::: PASSAGE PROVIDED

This is the mail archive of the
gcc-patches@gcc.gnu.org
mailing list for the GCC project.
Re: [21/32] Remove global call sets: LRA
- From: Uros Bizjak <ubizjak at gmail dot com>
- To: "gcc-patches at gcc dot gnu dot org" <gcc-patches at gcc dot gnu dot org>
- Cc: Richard Sandiford <richard dot sandiford at arm dot com>, "H. J. Lu" <hjl dot tools at gmail dot com>
- Date: Sun, 6 Oct 2019 10:45:21 +0200
- Subject: Re: [21/32] Remove global call sets: LRA
>>> This caused:
>>>
>>> https://gcc.gnu.org/bugzilla/show_bug.cgi?id=91994
>
> Thanks for reducing & tracking down the underlying cause.
>
>> This change doesn't work with -mzeroupper. When -mzeroupper is used,
>> upper bits of vector registers are clobbered upon callee return if any
>> MM/ZMM registers are used in callee. Even if YMM7 isn't used, upper
>> bits of YMM7 can still be clobbered by vzeroupper when YMM1 is used.
>
> The problem here really is that the pattern is just:
>
> (define_insn "avx_vzeroupper"
> [(unspec_volatile [(const_int 0)] UNSPECV_VZEROUPPER)]
> "TARGET_AVX"
> "vzeroupper"
> ...)
>
> and so its effect on the registers isn't modelled at all in rtl.
> Maybe one option would be to add a parallel:
>
> (set (reg:V2DI N) (reg:V2DI N))
>
> for each register. Or we could do something like I did for the SVE
> tlsdesc calls, although here that would mean using a call pattern for
> something that isn't really a call. Or we could reinstate clobber_high
> and use that, but that's very much third out of three.
>
> I don't think we should add target hooks to get around this, since that's
> IMO papering over the issue.
>
> I'll try the parallel set thing first.
Please note that vzeroupper insertion pass runs after register
allocation, so in effect vzeroupper pattern is hidden to the register
allocator.
Uros.

::::::

SHORT PROBLEM A
Reproduce verbatim the portion of the GCC mailing list message that opens with the words "This is the" and closes with "the underlying cause.".

::: RECORDED DATA

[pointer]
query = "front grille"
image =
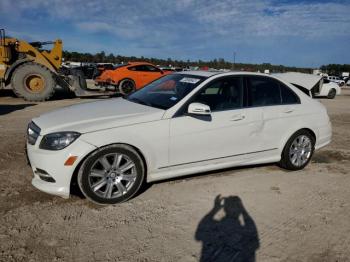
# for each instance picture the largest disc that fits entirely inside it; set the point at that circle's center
(33, 133)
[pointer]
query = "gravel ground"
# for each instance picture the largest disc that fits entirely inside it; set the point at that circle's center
(267, 213)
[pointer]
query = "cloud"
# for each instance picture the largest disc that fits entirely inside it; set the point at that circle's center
(183, 27)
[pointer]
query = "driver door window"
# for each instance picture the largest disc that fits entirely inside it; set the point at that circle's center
(222, 94)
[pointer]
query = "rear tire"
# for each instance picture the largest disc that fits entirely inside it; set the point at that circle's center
(33, 82)
(331, 93)
(298, 150)
(126, 86)
(111, 175)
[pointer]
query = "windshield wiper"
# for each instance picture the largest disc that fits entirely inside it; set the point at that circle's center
(138, 101)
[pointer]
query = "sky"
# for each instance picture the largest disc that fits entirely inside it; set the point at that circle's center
(288, 32)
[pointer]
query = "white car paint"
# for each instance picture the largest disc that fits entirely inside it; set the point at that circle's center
(174, 146)
(314, 83)
(336, 80)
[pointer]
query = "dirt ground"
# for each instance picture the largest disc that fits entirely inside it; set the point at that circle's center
(268, 213)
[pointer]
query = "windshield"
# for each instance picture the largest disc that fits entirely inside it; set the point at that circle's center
(166, 91)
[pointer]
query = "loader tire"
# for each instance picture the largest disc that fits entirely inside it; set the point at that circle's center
(332, 93)
(33, 82)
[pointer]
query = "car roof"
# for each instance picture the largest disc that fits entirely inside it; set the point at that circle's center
(214, 73)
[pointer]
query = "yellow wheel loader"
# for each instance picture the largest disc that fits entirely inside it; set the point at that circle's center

::::::

SHORT PROBLEM B
State how many lines of the rows contain the string "loader", treating uppercase and lowercase as distinct, and give only the number.

EXERCISE RESPONSE A
This is the mail archive of the
gcc-patches@gcc.gnu.org
mailing list for the GCC project.
Re: [21/32] Remove global call sets: LRA
- From: Uros Bizjak <ubizjak at gmail dot com>
- To: "gcc-patches at gcc dot gnu dot org" <gcc-patches at gcc dot gnu dot org>
- Cc: Richard Sandiford <richard dot sandiford at arm dot com>, "H. J. Lu" <hjl dot tools at gmail dot com>
- Date: Sun, 6 Oct 2019 10:45:21 +0200
- Subject: Re: [21/32] Remove global call sets: LRA
>>> This caused:
>>>
>>> https://gcc.gnu.org/bugzilla/show_bug.cgi?id=91994
>
> Thanks for reducing & tracking down the underlying cause.

EXERCISE RESPONSE B
2